--- Source document Enclosed Below ---
Dear Jean, My Life Is Proof That Most Black Men Prefer Light Skin.

Yesterday I received a very touching comment on one of my articles from a beautiful melanin goddess called Victoria. And this is what she said…

My life is proof that most black men prefer fair skinned. Me and my sister got same mother and father (biological) and I am brown skin with beautiful copper red skin flawless in the sunshine. I am told this by many black women. I have deep honey brown eyes. I take good care of my skin.

My sister is yellow skin with green grey eyes, yet even growing up guys would ask me out and try to sneak around with my sister and make comments like “I can see myself marrying your sister she is gorgeous” I was always “pretty”. Yet not to brag but I am very attractive. I know this cause men from other countries, foreigners, even chinese people tell me I am beautiful. My sister also regularly brags about how her fair features, but brags only to me. Fair skinned women are fully aware that many black men prefer them.

I can remember my family putting pictures of my sister out on display and not me. I got countless rejection from black men, each reminding me to my face that they prefer fair skin women. My x once said “white women can get men with money. Brown skin women have stinky vaginas…etc” We got in a big fight. He later apologised but I was done with him by then. I remember when I went out with my fair skinned friends, I was always last to get a guy to talk to them at a party or ask me out. I am well built and they would only comment on my sexy figure. I sat next two 3 guys who always talked about how fair skinned and white women were sexy. I realise a lot of black men prefer white women or fair skinned cause they busy looking at them as angels, pure looking, a direct contrast of them, this is realise is them self hating.

When I was growing up I only got light skinned guys or white guys interested. My x actually went and emailed a bunch of fair skinned women behind my back, asking them out.
--- End of Enclosed Source document ---
--- Dataset Enclosed Below ---
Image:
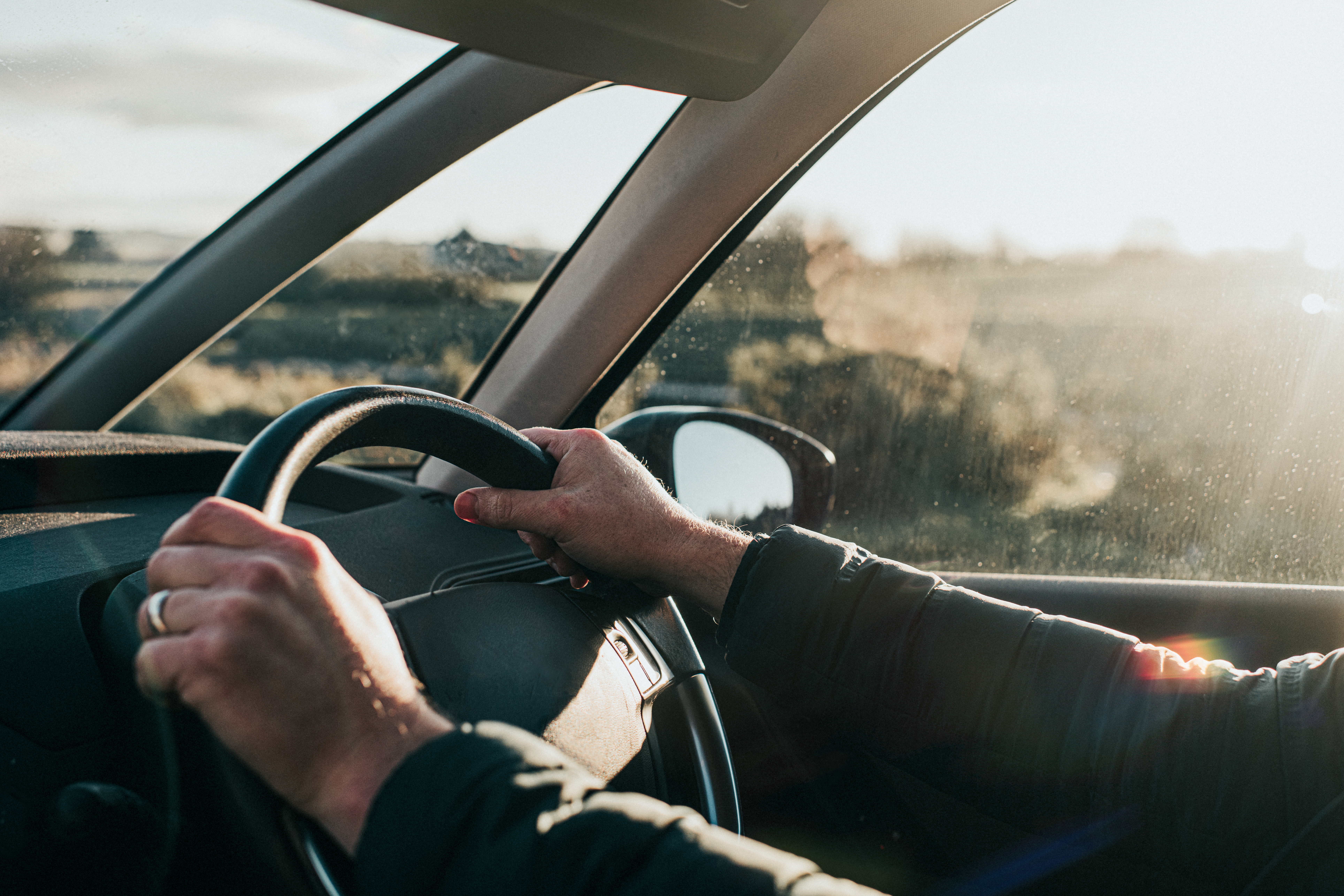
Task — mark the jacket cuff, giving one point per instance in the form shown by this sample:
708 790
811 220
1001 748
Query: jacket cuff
740 585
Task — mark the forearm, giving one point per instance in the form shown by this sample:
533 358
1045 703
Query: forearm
499 811
1035 719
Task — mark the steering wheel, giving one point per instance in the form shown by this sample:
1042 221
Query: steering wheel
607 674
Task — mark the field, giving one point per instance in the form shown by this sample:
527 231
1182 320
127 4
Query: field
1143 413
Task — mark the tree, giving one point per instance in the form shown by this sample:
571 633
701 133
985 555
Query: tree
26 268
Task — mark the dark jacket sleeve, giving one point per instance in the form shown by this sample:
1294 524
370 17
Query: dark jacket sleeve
1045 722
492 809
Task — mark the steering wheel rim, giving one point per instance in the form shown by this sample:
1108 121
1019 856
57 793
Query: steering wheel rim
369 416
380 416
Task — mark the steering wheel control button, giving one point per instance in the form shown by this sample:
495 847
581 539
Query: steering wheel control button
646 674
156 610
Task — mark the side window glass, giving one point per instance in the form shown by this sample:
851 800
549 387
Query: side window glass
419 296
1058 316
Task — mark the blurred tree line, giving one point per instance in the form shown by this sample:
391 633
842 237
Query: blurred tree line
1140 425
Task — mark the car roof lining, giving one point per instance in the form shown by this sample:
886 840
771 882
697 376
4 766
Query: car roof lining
697 186
709 49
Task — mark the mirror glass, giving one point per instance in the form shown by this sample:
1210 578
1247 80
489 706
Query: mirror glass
722 473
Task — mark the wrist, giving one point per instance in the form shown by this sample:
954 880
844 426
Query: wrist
703 568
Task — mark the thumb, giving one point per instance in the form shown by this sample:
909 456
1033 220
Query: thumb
507 510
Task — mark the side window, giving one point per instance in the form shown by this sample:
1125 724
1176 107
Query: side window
1056 316
420 295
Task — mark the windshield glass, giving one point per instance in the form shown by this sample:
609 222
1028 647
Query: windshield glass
419 295
1069 301
130 129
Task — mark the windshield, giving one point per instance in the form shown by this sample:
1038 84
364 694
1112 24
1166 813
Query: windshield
420 293
1061 314
130 129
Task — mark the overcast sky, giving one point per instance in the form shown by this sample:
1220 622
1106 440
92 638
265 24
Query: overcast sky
1060 124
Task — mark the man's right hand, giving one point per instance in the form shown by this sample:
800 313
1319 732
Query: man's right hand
607 514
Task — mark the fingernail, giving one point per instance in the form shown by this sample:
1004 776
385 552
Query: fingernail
466 507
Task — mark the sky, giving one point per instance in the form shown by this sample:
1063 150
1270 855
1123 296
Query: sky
1060 125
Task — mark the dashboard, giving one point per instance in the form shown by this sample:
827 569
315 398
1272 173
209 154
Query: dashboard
484 625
--- End of Enclosed Dataset ---
## Exercise set
1. Please repeat the letter about skin tone word for word, beginning at the words "My life is proof that most black men prefer fair" and stopping after the words "men prefer them.".
2. In the letter about skin tone, what name is given for the person who left the comment?

## Task-by-task results
1.
My life is proof that most black men prefer fair skinned. Me and my sister got same mother and father (biological) and I am brown skin with beautiful copper red skin flawless in the sunshine. I am told this by many black women. I have deep honey brown eyes. I take good care of my skin.

My sister is yellow skin with green grey eyes, yet even growing up guys would ask me out and try to sneak around with my sister and make comments like “I can see myself marrying your sister she is gorgeous” I was always “pretty”. Yet not to brag but I am very attractive. I know this cause men from other countries, foreigners, even chinese people tell me I am beautiful. My sister also regularly brags about how her fair features, but brags only to me. Fair skinned women are fully aware that many black men prefer them.

2. Victoria